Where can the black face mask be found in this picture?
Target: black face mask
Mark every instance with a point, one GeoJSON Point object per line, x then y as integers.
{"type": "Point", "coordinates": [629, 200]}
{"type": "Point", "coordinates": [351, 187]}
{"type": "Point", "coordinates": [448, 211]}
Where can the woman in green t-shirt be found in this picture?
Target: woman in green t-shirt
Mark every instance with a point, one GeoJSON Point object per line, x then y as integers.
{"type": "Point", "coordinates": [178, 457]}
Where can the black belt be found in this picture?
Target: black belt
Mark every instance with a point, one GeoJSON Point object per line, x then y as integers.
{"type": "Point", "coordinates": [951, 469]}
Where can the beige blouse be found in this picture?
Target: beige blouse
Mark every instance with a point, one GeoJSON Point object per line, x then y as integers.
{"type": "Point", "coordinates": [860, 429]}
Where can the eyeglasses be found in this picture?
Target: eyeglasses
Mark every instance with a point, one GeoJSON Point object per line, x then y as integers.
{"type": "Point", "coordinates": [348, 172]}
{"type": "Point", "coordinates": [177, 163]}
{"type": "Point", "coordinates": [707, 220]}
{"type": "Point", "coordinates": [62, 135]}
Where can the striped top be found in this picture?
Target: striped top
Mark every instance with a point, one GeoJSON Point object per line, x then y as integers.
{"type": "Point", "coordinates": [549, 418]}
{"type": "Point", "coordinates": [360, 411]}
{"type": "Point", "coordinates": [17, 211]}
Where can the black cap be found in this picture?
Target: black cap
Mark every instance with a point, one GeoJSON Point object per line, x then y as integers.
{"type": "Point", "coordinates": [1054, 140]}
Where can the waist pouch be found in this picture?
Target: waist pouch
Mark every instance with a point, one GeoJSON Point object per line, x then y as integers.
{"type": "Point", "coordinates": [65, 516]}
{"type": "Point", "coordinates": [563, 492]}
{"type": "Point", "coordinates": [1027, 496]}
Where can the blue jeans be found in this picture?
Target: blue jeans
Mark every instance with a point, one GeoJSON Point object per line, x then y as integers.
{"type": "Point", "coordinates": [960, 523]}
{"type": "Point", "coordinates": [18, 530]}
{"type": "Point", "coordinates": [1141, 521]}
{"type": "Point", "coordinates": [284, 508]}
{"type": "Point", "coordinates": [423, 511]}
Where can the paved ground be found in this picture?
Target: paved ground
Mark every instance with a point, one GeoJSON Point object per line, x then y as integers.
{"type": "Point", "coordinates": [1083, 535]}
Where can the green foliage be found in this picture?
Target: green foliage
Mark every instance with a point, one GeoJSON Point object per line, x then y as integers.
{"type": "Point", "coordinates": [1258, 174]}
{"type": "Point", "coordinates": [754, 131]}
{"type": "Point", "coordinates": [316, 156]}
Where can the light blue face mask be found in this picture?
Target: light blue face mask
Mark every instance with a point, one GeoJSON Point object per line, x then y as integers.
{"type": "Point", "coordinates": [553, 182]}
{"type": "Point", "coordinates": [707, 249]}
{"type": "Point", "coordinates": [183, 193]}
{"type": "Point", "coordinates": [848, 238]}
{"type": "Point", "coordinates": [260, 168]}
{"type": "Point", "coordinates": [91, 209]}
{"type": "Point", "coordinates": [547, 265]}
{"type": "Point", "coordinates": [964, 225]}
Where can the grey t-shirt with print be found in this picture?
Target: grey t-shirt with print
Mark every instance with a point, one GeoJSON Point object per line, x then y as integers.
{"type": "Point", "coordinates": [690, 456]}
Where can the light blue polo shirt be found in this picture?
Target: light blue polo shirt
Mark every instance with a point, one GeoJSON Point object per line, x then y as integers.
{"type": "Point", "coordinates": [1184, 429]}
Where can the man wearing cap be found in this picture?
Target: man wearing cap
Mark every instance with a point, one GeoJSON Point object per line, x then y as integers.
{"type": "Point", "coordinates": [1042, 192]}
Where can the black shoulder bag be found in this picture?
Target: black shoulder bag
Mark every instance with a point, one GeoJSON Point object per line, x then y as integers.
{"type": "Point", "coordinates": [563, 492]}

■ **The exercise**
Copy out the lines above exactly, from the line containing "Where can the black shoulder" through the last line.

■ **Correct output**
Where can the black shoulder bag be found in this picture?
Target: black shoulder bag
Mark every instance with a point, one GeoJSON Point object per line, x then y as integers.
{"type": "Point", "coordinates": [563, 492]}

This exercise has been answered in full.